(Stored dataset items)

────────────────────────────────────────

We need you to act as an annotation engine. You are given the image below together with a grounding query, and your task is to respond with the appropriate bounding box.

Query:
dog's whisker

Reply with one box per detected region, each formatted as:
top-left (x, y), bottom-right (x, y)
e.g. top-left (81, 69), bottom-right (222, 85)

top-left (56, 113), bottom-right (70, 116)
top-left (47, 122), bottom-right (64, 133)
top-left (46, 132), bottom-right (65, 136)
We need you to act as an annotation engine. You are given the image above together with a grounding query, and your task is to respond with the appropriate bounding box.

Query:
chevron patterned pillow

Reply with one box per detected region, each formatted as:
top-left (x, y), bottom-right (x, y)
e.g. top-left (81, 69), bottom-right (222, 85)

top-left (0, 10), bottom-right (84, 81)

────────────────────────────────────────

TASK INSTRUCTIONS: A single figure, the number of lines above with the word "need", is the whole answer.

SOLUTION FOR THIS TASK: 2